* Aim
State how many lines of the material below contain the word "hair". Give only the number.

* Extracted information
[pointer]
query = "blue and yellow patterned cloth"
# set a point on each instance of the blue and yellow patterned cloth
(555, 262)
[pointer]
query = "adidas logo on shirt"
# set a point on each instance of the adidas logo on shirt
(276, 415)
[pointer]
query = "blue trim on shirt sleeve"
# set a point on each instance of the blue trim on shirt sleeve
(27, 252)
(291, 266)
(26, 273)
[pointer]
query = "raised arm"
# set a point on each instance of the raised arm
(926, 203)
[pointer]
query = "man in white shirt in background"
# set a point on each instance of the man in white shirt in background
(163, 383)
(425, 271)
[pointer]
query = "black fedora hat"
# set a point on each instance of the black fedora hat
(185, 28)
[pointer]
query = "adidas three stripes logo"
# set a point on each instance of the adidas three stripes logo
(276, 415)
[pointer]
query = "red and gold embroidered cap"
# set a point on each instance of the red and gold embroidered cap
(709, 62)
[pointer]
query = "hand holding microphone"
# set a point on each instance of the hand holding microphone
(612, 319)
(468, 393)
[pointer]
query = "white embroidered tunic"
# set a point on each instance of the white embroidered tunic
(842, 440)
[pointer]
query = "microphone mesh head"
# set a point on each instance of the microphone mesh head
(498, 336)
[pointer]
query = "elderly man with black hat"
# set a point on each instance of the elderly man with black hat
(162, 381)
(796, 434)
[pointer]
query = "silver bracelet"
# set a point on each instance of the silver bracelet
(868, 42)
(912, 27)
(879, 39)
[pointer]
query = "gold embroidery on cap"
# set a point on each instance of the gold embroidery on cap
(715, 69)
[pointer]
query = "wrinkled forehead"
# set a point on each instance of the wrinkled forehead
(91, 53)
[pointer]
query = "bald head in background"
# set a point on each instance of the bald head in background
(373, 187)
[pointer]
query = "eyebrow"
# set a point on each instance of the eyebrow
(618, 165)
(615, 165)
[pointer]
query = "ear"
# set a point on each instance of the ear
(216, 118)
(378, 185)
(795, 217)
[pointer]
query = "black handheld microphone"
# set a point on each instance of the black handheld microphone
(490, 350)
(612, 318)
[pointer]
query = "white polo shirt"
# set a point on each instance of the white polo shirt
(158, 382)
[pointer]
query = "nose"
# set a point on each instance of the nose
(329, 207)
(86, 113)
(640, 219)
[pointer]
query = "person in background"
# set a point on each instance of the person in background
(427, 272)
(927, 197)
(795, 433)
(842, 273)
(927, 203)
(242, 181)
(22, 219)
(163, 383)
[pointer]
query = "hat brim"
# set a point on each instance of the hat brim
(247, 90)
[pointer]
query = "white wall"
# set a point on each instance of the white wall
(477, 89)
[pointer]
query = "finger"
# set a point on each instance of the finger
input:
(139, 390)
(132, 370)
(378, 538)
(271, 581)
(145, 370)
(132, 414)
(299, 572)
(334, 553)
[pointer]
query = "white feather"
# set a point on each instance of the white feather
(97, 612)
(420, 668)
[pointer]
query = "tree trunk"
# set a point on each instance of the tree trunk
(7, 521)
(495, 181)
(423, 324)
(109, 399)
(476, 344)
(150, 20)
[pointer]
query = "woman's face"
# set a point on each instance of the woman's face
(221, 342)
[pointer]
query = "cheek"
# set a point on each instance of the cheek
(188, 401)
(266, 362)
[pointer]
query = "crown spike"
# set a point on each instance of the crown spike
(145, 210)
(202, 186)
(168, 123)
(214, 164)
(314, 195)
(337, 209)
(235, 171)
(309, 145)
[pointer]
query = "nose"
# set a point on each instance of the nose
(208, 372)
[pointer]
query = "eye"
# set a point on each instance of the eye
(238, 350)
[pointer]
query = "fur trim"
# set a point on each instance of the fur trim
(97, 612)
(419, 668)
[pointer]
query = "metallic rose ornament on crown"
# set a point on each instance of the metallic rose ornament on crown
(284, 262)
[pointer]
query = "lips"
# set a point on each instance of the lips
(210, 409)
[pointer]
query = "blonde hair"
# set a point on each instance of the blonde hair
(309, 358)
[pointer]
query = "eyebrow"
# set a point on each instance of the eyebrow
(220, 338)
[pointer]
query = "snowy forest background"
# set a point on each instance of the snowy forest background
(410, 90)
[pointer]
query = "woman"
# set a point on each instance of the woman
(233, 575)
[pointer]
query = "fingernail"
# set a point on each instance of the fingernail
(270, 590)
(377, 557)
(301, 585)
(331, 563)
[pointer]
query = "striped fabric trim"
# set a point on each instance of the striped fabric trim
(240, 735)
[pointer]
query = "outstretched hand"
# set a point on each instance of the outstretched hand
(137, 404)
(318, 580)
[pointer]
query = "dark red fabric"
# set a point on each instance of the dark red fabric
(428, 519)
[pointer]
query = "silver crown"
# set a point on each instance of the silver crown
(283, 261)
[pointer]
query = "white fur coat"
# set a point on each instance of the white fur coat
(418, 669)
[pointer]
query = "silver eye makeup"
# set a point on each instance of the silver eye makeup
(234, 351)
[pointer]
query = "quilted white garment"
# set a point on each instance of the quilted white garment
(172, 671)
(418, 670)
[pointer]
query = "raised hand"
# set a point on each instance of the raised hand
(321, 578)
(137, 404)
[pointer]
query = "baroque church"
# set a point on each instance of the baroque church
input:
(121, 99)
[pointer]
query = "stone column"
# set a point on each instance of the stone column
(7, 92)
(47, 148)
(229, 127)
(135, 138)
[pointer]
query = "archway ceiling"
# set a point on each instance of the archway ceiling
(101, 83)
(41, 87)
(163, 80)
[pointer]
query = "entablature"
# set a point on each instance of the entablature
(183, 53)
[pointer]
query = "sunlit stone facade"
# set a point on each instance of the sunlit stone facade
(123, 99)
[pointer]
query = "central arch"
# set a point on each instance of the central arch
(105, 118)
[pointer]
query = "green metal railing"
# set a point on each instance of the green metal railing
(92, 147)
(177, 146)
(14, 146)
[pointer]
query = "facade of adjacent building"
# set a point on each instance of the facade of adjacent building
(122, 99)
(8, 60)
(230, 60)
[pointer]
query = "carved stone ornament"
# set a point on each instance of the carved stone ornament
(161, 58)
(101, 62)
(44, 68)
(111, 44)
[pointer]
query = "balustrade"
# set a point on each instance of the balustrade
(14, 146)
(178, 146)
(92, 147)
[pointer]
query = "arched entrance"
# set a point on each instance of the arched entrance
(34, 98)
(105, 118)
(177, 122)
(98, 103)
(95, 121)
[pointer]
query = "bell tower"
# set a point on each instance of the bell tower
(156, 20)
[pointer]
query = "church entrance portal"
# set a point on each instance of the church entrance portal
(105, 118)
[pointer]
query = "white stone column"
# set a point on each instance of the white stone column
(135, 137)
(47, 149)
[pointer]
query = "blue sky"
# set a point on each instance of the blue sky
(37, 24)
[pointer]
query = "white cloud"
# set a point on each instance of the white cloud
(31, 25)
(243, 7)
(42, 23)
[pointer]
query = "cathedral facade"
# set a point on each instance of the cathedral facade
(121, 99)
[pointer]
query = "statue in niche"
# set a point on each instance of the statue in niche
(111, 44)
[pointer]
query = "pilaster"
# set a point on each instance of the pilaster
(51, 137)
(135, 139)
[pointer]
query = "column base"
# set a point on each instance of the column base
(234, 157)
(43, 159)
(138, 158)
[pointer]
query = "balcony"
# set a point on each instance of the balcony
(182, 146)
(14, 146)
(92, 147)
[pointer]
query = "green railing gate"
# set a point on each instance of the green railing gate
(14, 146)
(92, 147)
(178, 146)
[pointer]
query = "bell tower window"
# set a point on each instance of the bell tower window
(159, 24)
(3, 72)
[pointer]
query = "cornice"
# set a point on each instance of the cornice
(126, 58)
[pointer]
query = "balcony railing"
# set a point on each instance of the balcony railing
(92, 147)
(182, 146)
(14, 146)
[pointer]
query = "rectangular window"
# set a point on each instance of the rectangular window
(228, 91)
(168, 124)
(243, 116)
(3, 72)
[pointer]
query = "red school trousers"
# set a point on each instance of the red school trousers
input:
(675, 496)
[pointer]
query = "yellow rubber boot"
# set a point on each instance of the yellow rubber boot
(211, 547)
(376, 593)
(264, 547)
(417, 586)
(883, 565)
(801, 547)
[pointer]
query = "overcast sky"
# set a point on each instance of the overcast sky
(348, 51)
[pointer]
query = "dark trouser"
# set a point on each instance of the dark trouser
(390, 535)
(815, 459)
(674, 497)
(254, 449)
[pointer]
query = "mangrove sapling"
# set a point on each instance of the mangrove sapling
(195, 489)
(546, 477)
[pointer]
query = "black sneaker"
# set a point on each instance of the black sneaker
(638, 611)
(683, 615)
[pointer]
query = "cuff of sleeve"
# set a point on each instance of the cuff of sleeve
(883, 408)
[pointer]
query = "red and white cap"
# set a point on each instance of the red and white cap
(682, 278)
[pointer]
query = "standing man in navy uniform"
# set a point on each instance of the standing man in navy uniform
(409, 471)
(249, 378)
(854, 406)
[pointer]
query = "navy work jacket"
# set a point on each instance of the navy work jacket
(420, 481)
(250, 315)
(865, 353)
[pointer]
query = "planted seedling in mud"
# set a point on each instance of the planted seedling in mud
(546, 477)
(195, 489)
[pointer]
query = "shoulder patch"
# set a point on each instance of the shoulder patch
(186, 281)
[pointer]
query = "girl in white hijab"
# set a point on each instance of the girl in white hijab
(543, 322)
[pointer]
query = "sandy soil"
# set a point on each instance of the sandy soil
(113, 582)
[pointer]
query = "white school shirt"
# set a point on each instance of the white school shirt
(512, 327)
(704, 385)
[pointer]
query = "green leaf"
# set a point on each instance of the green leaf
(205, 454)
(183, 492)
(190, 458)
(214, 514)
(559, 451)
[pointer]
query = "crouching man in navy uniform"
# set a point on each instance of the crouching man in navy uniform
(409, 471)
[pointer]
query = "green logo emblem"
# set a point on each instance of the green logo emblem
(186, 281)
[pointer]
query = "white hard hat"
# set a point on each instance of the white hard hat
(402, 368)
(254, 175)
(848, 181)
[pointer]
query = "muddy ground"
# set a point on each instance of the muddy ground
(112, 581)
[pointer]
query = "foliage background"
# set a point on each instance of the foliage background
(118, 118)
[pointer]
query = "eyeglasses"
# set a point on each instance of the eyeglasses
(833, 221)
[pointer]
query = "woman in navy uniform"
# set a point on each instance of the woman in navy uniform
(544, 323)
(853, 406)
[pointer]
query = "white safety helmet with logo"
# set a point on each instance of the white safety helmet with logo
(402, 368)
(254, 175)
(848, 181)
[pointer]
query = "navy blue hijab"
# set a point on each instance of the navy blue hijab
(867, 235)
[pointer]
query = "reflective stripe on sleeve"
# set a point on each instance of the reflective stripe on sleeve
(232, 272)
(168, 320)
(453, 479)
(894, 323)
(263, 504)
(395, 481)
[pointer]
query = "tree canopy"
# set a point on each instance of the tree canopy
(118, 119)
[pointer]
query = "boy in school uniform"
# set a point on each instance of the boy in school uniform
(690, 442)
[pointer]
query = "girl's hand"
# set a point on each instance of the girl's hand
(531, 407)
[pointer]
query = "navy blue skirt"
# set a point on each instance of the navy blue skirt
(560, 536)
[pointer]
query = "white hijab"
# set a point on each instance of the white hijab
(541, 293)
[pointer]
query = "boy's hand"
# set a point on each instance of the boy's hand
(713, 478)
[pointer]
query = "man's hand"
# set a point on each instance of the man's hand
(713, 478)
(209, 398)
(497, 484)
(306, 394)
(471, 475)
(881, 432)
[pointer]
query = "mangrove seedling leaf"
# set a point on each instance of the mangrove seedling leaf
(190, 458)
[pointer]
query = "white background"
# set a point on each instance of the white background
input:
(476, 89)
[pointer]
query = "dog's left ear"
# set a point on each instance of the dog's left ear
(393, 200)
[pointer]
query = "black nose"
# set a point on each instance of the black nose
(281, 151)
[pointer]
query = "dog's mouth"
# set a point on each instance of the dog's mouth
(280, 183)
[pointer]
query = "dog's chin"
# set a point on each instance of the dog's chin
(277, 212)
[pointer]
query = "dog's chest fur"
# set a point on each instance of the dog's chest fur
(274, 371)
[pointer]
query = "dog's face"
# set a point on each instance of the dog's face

* Response to the exercise
2